* DIRECTION *
Reproduce every row below word for word, omitting the pictures.

* EXERCISE DATA *
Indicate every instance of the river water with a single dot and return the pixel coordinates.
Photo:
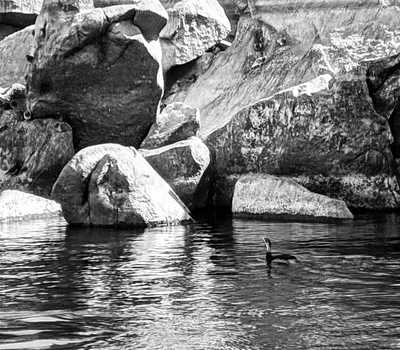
(203, 286)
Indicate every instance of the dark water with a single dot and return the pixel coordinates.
(203, 286)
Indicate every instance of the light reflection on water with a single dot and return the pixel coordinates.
(203, 286)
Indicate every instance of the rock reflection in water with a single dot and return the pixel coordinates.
(203, 286)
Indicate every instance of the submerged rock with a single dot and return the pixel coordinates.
(177, 122)
(185, 165)
(17, 205)
(32, 154)
(13, 52)
(100, 69)
(269, 196)
(193, 28)
(111, 184)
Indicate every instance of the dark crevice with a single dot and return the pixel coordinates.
(394, 123)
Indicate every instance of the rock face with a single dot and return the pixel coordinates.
(193, 27)
(17, 205)
(6, 30)
(13, 51)
(98, 68)
(32, 154)
(307, 92)
(19, 13)
(113, 185)
(185, 165)
(177, 122)
(268, 196)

* FINISHED TASK *
Indicate every instance of the river water with a single dot and return the pixel coordinates.
Photo:
(203, 286)
Indicate every instance of the dark water with a single dot and return the pixel coordinates.
(203, 286)
Indicate every instance of the light reflection on water with a single dot and return the pixel coordinates.
(203, 286)
Indicate every instance of the rock reflection in water with a single dot and return the pixel coordinates.
(203, 286)
Indicate every instance of the submerged rock with a single dot and return the pixel coordinates.
(177, 122)
(185, 165)
(17, 205)
(32, 154)
(13, 52)
(100, 69)
(269, 196)
(193, 28)
(111, 184)
Indicate every instance of the dark crevice with a single dot and return the pixel coordinates.
(394, 123)
Indicate every instance of the rock face with a single dot and return the pixel coordinates.
(193, 27)
(17, 205)
(6, 30)
(13, 51)
(98, 68)
(32, 154)
(307, 92)
(19, 13)
(113, 185)
(185, 165)
(177, 122)
(268, 196)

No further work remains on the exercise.